[Data extract start]

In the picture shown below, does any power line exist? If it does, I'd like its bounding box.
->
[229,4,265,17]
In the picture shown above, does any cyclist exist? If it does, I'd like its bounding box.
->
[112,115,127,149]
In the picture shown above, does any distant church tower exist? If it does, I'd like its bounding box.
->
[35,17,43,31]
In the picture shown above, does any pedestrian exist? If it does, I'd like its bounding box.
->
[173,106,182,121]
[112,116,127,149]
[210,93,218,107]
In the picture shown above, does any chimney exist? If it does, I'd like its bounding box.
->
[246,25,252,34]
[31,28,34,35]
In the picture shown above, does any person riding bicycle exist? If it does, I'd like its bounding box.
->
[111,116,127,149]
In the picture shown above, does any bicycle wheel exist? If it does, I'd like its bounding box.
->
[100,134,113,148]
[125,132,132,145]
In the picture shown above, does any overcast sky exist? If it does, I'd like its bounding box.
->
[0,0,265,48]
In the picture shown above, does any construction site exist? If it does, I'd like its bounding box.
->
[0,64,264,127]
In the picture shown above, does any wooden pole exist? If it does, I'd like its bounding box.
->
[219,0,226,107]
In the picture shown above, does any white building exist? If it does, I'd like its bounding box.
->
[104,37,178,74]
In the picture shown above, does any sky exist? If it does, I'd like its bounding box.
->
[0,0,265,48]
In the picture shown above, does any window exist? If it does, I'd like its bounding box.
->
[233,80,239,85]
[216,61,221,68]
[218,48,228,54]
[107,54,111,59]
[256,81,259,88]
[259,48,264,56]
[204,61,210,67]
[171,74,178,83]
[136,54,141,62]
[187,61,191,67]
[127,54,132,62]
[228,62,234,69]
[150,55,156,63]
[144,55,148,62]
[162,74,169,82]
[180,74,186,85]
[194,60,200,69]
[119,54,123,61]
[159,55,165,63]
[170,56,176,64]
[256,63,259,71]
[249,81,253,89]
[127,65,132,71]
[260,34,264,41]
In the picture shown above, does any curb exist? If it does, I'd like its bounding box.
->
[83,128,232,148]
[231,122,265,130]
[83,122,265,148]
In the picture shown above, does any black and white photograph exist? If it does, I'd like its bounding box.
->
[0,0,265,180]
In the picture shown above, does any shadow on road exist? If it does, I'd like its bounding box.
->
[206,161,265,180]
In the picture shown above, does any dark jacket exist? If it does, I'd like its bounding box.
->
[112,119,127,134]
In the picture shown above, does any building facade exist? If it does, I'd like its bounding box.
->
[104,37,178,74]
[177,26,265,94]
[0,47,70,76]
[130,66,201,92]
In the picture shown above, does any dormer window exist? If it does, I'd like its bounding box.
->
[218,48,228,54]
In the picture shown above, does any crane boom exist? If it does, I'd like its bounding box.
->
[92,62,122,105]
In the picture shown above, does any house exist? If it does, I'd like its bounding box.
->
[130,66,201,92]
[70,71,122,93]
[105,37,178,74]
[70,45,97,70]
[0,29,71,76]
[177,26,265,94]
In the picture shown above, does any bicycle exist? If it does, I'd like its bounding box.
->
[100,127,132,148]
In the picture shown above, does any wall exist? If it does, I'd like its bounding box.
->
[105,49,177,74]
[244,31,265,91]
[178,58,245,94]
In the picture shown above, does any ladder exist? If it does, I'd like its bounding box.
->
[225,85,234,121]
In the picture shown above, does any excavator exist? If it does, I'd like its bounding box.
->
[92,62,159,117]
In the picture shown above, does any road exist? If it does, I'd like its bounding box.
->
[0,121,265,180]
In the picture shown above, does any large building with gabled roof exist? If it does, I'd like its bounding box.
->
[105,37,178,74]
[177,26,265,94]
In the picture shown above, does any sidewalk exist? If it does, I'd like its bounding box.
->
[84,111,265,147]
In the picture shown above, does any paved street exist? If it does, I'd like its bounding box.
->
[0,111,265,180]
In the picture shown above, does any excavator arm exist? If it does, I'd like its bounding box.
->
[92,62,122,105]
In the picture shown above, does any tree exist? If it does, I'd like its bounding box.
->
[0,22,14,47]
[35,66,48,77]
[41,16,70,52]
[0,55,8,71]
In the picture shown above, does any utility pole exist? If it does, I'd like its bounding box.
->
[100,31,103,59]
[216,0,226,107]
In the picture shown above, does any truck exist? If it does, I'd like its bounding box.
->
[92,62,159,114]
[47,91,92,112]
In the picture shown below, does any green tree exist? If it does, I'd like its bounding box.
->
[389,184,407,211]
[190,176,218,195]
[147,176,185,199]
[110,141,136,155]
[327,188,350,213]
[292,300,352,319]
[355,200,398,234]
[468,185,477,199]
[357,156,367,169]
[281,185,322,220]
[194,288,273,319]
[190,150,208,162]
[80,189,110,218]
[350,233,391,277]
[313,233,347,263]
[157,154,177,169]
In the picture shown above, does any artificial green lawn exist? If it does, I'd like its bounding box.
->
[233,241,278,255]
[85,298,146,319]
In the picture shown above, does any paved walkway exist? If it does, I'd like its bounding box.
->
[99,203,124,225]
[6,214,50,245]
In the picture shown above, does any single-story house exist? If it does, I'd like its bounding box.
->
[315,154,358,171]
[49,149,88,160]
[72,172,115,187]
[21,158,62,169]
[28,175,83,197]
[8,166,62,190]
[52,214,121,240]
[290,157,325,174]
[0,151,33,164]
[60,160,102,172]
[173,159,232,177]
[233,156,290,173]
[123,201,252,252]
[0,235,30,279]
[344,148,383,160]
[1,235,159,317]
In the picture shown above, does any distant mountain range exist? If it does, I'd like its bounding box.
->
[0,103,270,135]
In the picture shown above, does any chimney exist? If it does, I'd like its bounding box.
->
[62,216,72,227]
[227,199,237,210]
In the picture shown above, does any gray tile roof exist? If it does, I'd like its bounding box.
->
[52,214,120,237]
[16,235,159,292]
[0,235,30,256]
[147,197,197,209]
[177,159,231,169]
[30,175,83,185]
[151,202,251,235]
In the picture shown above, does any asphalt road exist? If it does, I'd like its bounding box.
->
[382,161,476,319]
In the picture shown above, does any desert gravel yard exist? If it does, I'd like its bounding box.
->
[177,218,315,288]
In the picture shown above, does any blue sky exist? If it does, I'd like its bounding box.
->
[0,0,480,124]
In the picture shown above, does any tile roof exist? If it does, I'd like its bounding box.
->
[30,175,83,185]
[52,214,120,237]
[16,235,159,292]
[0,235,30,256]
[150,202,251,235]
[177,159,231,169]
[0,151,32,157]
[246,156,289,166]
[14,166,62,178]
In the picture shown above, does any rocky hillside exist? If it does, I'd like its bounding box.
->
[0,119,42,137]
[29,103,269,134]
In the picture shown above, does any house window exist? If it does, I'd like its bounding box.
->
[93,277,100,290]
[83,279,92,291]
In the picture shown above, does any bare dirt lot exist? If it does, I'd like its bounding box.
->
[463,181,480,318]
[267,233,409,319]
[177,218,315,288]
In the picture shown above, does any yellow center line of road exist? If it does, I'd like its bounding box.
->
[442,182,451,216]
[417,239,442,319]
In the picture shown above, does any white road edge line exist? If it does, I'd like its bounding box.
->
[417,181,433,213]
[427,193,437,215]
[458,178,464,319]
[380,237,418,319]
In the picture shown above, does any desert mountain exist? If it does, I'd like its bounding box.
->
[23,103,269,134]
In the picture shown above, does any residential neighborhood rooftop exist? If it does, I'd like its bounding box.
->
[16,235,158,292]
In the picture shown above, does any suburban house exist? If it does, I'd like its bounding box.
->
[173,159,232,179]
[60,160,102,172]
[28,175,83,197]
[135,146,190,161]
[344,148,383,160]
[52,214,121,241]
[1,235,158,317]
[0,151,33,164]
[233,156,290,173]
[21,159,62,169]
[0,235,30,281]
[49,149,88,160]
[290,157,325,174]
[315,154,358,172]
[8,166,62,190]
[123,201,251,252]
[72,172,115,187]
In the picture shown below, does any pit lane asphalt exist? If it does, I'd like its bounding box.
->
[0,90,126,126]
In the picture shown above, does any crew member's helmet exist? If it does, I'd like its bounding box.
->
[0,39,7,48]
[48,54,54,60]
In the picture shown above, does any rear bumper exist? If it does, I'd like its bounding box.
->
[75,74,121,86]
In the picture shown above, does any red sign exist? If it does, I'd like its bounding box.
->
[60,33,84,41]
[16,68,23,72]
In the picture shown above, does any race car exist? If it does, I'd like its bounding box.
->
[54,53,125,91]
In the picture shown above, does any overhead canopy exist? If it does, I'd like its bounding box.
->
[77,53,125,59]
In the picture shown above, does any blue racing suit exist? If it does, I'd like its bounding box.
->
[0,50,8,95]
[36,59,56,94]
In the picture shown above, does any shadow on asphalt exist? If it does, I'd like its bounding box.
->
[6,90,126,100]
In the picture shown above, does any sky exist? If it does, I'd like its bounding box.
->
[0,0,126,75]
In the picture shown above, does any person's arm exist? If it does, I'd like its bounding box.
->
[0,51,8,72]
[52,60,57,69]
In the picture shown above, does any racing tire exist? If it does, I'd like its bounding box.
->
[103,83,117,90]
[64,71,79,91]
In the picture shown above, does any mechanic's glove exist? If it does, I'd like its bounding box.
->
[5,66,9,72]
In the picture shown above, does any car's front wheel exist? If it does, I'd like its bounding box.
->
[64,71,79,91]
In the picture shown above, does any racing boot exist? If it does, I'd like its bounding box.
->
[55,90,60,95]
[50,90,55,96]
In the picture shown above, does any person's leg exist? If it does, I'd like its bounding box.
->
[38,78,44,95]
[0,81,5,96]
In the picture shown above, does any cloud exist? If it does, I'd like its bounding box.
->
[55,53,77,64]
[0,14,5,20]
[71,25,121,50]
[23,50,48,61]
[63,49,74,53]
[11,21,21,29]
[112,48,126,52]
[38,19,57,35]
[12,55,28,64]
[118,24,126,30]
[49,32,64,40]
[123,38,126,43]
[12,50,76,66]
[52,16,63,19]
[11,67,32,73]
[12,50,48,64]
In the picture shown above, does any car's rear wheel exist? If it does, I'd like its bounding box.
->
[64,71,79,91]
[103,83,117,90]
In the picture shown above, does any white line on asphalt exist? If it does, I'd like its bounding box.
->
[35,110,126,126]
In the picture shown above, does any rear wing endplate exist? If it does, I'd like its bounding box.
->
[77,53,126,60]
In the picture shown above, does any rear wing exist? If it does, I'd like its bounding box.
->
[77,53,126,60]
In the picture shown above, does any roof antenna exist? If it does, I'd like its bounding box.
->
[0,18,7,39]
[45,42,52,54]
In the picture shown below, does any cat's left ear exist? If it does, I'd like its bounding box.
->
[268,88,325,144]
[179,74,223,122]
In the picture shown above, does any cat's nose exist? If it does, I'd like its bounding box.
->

[Data extract end]

Copy out the lines of the records again unchanged, starting at the line that contains "In the picture shown above, does any ladder" and ending at the line that contains "[0,121,265,180]", with both of those lines included.

◆ Worked answer:
In the picture shown above, does any ladder exist? If it does, I'd like its bounding box.
->
[225,85,234,121]
In the picture shown above, does any excavator exist? If it does, I'd like its bounding box.
->
[92,62,159,117]
In the picture shown above, does any road exist? If it does, I'd like its bounding box.
->
[0,121,265,180]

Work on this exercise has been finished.